• [WHAT THIS TASK INVOLVES]: Write the data out again, character for character, with no images.
---+---
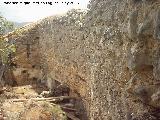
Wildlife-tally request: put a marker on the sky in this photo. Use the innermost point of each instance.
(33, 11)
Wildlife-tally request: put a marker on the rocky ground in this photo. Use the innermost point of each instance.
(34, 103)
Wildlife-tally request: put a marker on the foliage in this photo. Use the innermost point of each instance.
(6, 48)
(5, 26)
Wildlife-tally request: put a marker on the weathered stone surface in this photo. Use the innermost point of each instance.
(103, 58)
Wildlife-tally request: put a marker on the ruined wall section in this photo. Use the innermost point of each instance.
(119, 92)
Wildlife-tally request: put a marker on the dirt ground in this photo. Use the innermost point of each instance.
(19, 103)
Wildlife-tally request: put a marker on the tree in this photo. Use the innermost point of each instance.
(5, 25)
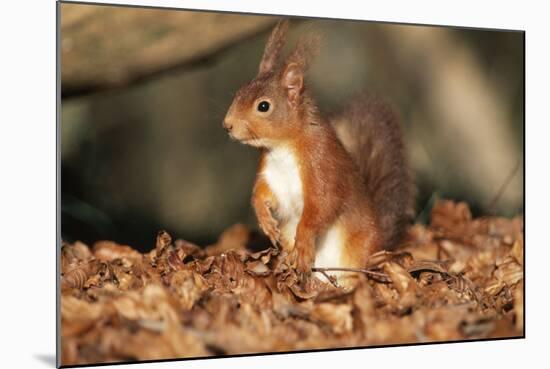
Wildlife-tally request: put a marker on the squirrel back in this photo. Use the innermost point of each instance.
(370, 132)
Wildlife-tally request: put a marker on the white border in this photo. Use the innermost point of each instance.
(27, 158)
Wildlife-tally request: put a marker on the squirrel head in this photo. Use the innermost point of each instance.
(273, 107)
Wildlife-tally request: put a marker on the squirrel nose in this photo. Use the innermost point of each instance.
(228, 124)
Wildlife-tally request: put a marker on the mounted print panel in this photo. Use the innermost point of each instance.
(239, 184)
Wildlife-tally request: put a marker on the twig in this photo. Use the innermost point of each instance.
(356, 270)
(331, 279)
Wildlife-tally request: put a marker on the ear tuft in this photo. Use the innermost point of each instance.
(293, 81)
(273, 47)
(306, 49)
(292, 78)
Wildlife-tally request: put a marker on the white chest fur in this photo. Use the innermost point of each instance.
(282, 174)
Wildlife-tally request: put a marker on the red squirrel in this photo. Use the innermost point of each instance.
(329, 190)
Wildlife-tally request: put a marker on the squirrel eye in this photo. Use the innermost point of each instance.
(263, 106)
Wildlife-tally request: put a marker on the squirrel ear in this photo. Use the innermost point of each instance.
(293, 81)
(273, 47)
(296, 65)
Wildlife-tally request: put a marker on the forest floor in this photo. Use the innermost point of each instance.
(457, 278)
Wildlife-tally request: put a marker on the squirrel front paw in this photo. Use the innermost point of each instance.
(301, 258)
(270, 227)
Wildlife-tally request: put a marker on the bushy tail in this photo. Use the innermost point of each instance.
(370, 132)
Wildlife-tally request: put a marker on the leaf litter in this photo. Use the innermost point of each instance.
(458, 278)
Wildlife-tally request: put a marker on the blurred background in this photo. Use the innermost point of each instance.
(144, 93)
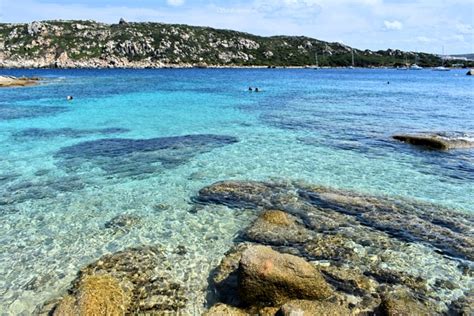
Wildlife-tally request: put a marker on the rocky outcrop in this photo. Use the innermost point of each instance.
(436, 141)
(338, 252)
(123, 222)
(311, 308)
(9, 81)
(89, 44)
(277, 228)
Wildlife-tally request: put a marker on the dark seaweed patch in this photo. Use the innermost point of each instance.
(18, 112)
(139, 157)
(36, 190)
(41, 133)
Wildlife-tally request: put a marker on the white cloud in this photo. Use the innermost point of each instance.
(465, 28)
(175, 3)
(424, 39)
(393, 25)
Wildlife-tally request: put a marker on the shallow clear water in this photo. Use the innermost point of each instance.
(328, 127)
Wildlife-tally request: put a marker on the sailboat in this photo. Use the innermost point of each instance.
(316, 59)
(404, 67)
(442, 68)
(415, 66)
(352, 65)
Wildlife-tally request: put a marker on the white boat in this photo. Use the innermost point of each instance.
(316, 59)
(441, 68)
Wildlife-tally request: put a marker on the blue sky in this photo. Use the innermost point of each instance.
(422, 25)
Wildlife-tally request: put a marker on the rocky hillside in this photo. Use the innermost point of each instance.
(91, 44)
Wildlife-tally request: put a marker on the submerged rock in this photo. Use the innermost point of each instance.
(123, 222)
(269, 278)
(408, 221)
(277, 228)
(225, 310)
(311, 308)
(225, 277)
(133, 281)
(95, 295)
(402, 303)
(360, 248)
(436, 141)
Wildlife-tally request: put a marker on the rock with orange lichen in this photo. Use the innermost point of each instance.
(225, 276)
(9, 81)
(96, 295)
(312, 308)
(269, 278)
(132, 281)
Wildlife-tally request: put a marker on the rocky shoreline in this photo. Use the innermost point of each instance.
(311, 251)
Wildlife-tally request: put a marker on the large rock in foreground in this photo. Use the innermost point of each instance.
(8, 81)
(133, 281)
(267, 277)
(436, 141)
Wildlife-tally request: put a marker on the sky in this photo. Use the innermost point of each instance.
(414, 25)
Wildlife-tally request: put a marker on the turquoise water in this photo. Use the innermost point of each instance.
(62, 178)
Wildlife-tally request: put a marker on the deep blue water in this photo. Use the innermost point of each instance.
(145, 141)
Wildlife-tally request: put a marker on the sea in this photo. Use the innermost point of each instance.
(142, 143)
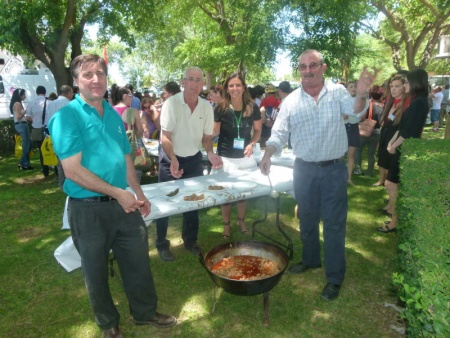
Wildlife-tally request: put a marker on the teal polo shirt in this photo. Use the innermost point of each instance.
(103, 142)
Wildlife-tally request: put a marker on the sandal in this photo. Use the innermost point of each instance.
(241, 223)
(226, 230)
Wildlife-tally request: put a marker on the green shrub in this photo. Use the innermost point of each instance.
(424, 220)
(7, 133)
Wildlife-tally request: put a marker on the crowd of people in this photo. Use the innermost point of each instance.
---+---
• [ANSWER TO THIS PROBLEM]:
Wildlife-tally request: put a marker on the sky in this photo. Use the innermost point of each instance.
(33, 11)
Wildlife-tally request: put a marker on the rocky ground in this photo. Use the innermost point of each instance.
(34, 103)
Wildlife-tally request: put a marker on the foliage in this photo. Use the innermost point of each instance.
(6, 48)
(5, 26)
Wildlife-tally request: put a marker on the weathered stone surface in this photo. Use the innermost point of each instance.
(103, 58)
Wildlife-tally request: put a marker on the ruined wall section in this photo. Use the innermost point of each instance.
(119, 92)
Wildlife-tally request: put a marker on the dirt ground in this photo. Use the innermost point of each instance.
(19, 103)
Wildlife-tally request: put a marker on the tree in this photo. Use the innermost point of each instance.
(5, 25)
Wildlife-tally request: put a marker on the squirrel back in this photo. Use the innermost point of each instance.
(370, 132)
Wildlife-tally request: put a marker on the white border in this photo. Use the innermost point of each instance.
(27, 158)
Wildlife-tally request: put a marker on the squirrel head in this photo. Use the innermost point of each instance.
(273, 107)
Wildlife-tally request: put a marker on the squirrel nose in this photo. Use the innermost point of each instance.
(228, 124)
Wildlife-tally request: put a marker on the mounted print panel in this photo. Use the innermost point of each instance.
(239, 184)
Wildlife-tally request: put a marker on the twig in this photo. Use the innermost point of each instance.
(356, 270)
(331, 279)
Wildlife-tally request: put a marker on the ear tuft in this photo. Use the innermost point of each instance.
(293, 81)
(273, 47)
(306, 49)
(292, 78)
Wildlife-tally request: put a marker on the white chest fur in this photo. Use the innermost point of each instance.
(282, 174)
Wildlife-tally request: put a marker on the red squirrel in this photo. Use the innermost point of each instance.
(329, 190)
Wildlife-tally request: put a marker on the squirrel eye in this photo. Use the innermost point of each instance.
(263, 106)
Wildlife-tally request: put a marker on the squirrel ear in this photo. Use the innermost point of each instance.
(293, 81)
(273, 47)
(296, 65)
Wildlife-tally request: put a marker on the forest floor in this photo. Use the innermost point of each instance.
(457, 278)
Wildlife-tally request: put a marker on the squirrel front paw in this photo. Use the innermost point of each instance.
(301, 258)
(270, 227)
Wildlife-tally request: put a marker on the bushy tail in this photo. Use the innermost point of each instance.
(370, 132)
Wildlife-tally request: put a marker on the leaf litter in this photo. Use the innermost point of each instance.
(458, 278)
Wildlife-tally request: put a marker on the blurred background in this photo. Use the innermost point of each instance.
(144, 93)
Wildlife-tally request: put a marker on the rocky outcrop in this photo. Use the innermost point of each instance.
(436, 141)
(338, 252)
(123, 222)
(311, 308)
(9, 81)
(89, 44)
(277, 228)
Wildlife-tally request: put a marker on the dark seaweed patch in this photo. Use the innermost point of each instance.
(18, 112)
(139, 157)
(36, 190)
(41, 133)
Wildlife-tally request: put a marker on the white cloud in this photo. Use the innermost point of each instance.
(465, 28)
(175, 3)
(424, 39)
(393, 25)
Wildlife-tally request: put a marker on the shallow clear water in this photo. Use the innermost point of each instance.
(328, 127)
Wildlife-tally request: put a marker on the sailboat in this photo. Use the innermost point of each instance.
(316, 59)
(404, 67)
(442, 68)
(415, 66)
(352, 65)
Wildlife-tally request: put a marker on the white boat in this photo. Use the innermost point of each instance.
(316, 59)
(441, 68)
Wildlife-tally request: put a marker on the blue sky in this photo. Use the innermost point of each instance.
(422, 25)
Wildlife-tally request: put a marker on the rocky hillside in this photo. Use the innermost point of each instance.
(91, 44)
Wildlife-tally request: put a marker on the submerged rock in this photo. Use the innermost point of each instance.
(123, 222)
(269, 278)
(408, 221)
(277, 228)
(225, 310)
(311, 308)
(225, 277)
(133, 281)
(95, 295)
(402, 303)
(360, 248)
(436, 141)
Wildlife-tally request: put a marker on the rock with orange lichen in this photo. Use the innermost point of each instance.
(225, 276)
(9, 81)
(96, 295)
(312, 308)
(269, 278)
(132, 281)
Wildlife-tally request: put a marker on the rocky shoreline in this photo. Use the innermost point of each instance.
(311, 251)
Wildlife-tally request: put a marker on the large rock in foreground in this photo. Use the innermost point of each instance.
(8, 81)
(133, 281)
(267, 277)
(436, 141)
Wildlife-tally request: put a marker on the sky in this photo. Use the innermost point of each instance.
(414, 25)
Wildlife-tally request: put a marker on the turquoise water in this photo. Use the innermost point of each instance.
(62, 178)
Wildlife-tally request: put a marker on the deep blue water in this photo. Use the innermost point of each instance.
(145, 141)
Wildlife-tally request: put a marker on the sea in this photo. Use the innermost point of each instance.
(142, 143)
Wildlife-tally request: put a marker on the teal polo shirt in this photo. Use the innermost point of each instance.
(103, 142)
Wildlife-tally request: put a marker on the sandal in this photo. Use the innermost point of each instance.
(241, 223)
(226, 230)
Wildlife-tally request: put a marker on the green shrub in this photo. Use the innermost point of each instance.
(424, 220)
(7, 133)
Wildlife-tally request: put a marker on the crowd of people in this photo. Use the innermost point of each instance.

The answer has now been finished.